» **Exercise task**
Count the lines of the records that contain the string "raised". Give the number alone.

Entries on locating named things:
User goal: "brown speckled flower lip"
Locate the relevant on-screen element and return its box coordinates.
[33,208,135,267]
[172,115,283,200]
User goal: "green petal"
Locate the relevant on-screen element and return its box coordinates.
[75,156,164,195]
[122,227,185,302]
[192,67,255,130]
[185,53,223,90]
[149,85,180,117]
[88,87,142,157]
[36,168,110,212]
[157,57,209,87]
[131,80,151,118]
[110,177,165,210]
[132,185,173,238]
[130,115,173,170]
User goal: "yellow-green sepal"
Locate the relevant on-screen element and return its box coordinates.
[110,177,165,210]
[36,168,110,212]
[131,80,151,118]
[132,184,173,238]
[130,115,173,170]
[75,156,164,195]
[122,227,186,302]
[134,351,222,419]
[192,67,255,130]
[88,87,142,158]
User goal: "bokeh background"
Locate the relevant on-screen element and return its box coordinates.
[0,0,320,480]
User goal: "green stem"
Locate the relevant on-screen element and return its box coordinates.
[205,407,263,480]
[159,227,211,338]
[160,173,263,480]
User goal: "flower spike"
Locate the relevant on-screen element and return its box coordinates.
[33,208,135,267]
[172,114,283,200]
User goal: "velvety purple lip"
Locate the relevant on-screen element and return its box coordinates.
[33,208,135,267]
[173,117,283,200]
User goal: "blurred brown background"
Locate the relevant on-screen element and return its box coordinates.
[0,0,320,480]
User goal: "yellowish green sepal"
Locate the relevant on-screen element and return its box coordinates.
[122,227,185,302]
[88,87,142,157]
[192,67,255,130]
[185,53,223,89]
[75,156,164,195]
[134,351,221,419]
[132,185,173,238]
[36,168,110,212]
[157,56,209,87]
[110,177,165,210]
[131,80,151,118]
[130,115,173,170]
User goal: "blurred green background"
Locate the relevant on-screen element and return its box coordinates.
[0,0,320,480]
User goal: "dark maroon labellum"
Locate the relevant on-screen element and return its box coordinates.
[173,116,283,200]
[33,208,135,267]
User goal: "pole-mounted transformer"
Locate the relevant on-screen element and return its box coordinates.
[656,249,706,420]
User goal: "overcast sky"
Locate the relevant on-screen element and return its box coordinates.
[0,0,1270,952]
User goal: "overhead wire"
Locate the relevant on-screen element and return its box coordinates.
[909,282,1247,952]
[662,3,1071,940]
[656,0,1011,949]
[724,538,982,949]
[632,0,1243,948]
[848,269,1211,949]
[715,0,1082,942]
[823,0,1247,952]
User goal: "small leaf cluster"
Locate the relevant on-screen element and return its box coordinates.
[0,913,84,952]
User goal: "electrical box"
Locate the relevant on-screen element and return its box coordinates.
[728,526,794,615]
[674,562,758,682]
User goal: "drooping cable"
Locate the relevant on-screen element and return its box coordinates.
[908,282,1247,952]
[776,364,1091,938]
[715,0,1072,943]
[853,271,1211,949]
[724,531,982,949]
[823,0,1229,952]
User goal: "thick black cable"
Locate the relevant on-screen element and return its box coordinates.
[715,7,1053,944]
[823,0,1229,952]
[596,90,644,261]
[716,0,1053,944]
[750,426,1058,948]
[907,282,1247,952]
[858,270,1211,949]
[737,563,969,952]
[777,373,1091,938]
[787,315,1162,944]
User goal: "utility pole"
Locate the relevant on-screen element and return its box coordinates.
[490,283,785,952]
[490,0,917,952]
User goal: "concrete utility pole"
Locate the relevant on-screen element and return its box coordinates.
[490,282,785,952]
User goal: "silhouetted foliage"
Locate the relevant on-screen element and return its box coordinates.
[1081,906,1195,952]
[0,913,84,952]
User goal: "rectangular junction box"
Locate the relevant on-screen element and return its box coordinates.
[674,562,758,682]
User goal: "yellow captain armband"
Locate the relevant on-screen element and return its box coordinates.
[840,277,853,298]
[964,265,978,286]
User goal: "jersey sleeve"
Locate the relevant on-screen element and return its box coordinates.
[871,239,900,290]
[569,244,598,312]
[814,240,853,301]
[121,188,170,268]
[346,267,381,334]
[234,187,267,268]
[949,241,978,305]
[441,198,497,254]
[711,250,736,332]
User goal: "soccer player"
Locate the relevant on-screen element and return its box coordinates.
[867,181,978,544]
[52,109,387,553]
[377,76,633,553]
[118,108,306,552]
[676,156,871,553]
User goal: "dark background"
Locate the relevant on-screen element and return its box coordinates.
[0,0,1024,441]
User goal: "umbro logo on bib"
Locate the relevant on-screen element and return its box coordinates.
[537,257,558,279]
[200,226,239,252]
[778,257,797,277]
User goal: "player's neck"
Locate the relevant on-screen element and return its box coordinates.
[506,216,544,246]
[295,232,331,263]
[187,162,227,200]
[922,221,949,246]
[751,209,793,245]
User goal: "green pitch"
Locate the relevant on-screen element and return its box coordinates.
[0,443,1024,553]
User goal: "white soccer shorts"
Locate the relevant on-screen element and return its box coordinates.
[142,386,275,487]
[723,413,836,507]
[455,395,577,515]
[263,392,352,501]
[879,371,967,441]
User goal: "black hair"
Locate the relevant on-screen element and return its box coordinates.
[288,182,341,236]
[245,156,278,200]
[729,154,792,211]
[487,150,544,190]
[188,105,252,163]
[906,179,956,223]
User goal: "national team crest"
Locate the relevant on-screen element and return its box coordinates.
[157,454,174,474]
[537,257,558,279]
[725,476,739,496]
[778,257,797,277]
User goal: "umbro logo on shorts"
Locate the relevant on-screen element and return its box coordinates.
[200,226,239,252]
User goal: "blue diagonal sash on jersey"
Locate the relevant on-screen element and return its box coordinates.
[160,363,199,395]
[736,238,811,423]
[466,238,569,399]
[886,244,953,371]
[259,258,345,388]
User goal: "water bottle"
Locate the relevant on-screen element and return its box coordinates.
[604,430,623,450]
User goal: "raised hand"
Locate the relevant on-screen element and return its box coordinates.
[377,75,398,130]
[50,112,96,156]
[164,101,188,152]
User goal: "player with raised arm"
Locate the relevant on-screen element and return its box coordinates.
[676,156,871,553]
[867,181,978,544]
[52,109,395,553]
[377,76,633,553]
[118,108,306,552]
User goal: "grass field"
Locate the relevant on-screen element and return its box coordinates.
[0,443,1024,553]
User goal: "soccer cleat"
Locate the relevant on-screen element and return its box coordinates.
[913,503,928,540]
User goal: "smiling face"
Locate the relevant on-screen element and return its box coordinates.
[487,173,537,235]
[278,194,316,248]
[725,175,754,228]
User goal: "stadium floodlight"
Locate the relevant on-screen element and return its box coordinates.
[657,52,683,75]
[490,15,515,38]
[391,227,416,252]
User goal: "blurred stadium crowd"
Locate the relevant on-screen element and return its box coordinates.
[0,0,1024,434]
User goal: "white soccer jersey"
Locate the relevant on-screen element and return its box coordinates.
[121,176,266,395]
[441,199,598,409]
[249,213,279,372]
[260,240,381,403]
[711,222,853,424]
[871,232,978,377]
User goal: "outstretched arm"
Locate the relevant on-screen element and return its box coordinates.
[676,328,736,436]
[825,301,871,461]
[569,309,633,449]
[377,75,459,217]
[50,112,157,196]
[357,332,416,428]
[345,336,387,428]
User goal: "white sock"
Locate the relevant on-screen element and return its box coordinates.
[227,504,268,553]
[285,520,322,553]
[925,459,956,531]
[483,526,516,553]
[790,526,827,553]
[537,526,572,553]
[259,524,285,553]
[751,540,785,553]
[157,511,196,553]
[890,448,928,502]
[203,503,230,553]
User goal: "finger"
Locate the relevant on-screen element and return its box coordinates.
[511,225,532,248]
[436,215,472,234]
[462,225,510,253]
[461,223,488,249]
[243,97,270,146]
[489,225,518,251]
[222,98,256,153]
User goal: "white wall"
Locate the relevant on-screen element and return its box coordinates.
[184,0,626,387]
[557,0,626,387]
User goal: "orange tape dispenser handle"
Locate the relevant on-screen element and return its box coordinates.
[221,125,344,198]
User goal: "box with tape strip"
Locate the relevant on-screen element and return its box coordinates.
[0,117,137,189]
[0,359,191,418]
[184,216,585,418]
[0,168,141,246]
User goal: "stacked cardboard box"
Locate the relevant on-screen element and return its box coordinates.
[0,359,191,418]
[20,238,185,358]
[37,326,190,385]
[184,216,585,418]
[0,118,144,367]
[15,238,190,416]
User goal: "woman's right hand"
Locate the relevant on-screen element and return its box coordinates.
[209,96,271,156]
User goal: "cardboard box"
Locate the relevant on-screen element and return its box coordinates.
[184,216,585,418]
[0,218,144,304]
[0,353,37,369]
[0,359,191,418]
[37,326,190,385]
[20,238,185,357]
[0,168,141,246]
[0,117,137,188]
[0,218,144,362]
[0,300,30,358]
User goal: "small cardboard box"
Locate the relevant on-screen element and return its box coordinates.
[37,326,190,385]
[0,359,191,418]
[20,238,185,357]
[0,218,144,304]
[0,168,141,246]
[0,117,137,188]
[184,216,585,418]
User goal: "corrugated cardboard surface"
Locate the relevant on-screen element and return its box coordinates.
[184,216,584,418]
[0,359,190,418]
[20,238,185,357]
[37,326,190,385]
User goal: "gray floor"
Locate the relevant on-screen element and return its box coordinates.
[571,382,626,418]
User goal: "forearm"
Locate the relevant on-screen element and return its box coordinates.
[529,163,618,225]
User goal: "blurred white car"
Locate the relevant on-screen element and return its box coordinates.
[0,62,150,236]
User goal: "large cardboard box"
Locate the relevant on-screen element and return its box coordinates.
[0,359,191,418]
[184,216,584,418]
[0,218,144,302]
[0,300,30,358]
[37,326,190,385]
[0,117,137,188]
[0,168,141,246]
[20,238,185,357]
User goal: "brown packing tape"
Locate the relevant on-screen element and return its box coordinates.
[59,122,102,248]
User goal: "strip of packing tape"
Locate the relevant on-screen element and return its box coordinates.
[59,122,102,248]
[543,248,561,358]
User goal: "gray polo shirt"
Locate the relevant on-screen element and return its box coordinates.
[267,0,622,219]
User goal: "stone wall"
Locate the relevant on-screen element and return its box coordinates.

» **Solution for this exercise**
2